- [YOUR GOAL]:
Start at the first record below and retype through the last, exactly.

- [RECORDS FOR THIS EXERCISE]:

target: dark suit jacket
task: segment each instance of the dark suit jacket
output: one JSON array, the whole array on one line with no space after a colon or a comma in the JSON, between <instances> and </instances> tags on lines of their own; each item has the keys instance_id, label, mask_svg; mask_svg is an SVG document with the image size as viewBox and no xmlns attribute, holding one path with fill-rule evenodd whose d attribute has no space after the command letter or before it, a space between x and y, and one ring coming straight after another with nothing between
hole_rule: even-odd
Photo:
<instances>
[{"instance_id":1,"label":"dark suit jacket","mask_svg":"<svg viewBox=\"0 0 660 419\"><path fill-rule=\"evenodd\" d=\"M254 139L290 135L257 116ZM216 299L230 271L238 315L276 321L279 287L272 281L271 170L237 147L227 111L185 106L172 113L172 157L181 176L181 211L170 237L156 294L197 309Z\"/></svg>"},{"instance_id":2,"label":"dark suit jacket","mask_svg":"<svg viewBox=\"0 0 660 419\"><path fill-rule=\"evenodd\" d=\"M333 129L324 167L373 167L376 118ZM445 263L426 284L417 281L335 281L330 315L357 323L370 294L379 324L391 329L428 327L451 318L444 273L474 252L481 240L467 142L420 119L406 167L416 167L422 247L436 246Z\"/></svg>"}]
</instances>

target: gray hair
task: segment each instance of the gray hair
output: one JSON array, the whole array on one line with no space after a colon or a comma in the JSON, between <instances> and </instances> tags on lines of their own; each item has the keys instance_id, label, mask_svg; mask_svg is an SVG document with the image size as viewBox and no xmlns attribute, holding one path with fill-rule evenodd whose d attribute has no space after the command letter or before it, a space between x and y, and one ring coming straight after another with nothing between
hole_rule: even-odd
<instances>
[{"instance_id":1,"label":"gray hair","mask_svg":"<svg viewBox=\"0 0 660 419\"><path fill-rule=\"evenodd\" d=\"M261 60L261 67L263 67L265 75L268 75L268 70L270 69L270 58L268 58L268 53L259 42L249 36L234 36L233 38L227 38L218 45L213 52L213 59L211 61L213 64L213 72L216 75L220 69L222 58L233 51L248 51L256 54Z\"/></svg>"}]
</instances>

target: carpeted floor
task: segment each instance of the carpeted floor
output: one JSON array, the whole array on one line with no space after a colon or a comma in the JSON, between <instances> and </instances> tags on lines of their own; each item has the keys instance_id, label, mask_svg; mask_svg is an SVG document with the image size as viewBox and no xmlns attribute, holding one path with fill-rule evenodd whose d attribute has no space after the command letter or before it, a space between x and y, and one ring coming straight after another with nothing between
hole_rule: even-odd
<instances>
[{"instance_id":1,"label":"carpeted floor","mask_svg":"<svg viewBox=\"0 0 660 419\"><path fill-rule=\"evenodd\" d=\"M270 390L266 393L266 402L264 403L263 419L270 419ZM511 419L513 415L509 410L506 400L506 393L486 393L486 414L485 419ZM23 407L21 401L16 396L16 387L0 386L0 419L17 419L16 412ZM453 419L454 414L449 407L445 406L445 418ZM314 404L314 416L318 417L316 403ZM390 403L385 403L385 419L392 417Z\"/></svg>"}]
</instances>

- [THE COMPLETED TASK]:
target: dark suit jacket
task: segment each instance of the dark suit jacket
output: one JSON array, the whole array on one line with no space after a colon or a comma in the JSON, between <instances> and </instances> tags on lines of their own; each item has the keys instance_id, label, mask_svg; mask_svg is an SVG document with the image size as viewBox and no xmlns attribute, holding one path with fill-rule evenodd whose d attribute has no space after the command letter or before it, a space between x and y, and one ring coming straight after another with nothing between
hole_rule: even-odd
Photo:
<instances>
[{"instance_id":1,"label":"dark suit jacket","mask_svg":"<svg viewBox=\"0 0 660 419\"><path fill-rule=\"evenodd\" d=\"M254 139L290 135L257 116ZM216 299L230 271L238 315L276 321L279 287L272 281L271 170L237 147L227 111L185 106L172 113L172 157L181 176L181 211L170 237L156 294L197 309Z\"/></svg>"},{"instance_id":2,"label":"dark suit jacket","mask_svg":"<svg viewBox=\"0 0 660 419\"><path fill-rule=\"evenodd\" d=\"M333 129L324 167L373 167L376 118ZM445 263L426 284L417 281L335 281L330 315L357 323L370 294L379 324L391 329L428 327L451 318L444 273L474 252L481 240L467 142L420 119L406 167L416 167L422 247L436 246Z\"/></svg>"}]
</instances>

target: gray hair
task: segment each instance of the gray hair
output: one JSON array, the whole array on one line with no space after a colon or a comma in the JSON, between <instances> and </instances> tags on lines of their own; each item has the keys instance_id, label, mask_svg; mask_svg is an SVG document with the image size as viewBox and no xmlns attribute, holding one path with fill-rule evenodd whose d attribute has no space after the command letter or before it, a space between x and y, and one ring coming straight after another with nothing between
hole_rule: even-odd
<instances>
[{"instance_id":1,"label":"gray hair","mask_svg":"<svg viewBox=\"0 0 660 419\"><path fill-rule=\"evenodd\" d=\"M261 60L261 67L263 67L265 75L268 75L268 70L270 69L270 58L268 58L268 53L259 42L249 36L234 36L233 38L227 38L218 45L213 52L213 59L211 61L213 64L213 72L216 75L220 69L222 58L233 51L248 51L256 54Z\"/></svg>"}]
</instances>

target: carpeted floor
task: segment each instance of the carpeted floor
output: one JSON array, the whole array on one line with no space after a colon or a comma in the JSON, between <instances> and </instances> tags on lines of their own; each item has the keys instance_id, label, mask_svg; mask_svg is an SVG document with the image size as viewBox and no xmlns attribute, holding one path with fill-rule evenodd whose d attribute has no space after the command letter or before it, a space between x and y, and one ring coming straight after another with nothing between
hole_rule: even-odd
<instances>
[{"instance_id":1,"label":"carpeted floor","mask_svg":"<svg viewBox=\"0 0 660 419\"><path fill-rule=\"evenodd\" d=\"M270 390L266 393L266 402L264 403L263 419L270 419ZM511 419L513 415L509 410L506 400L506 393L486 393L486 414L485 419ZM23 407L21 401L16 396L16 387L0 386L0 419L17 419L16 412ZM453 419L454 414L449 407L445 406L445 418ZM314 404L314 416L318 417L316 403ZM390 403L385 403L385 419L392 417Z\"/></svg>"}]
</instances>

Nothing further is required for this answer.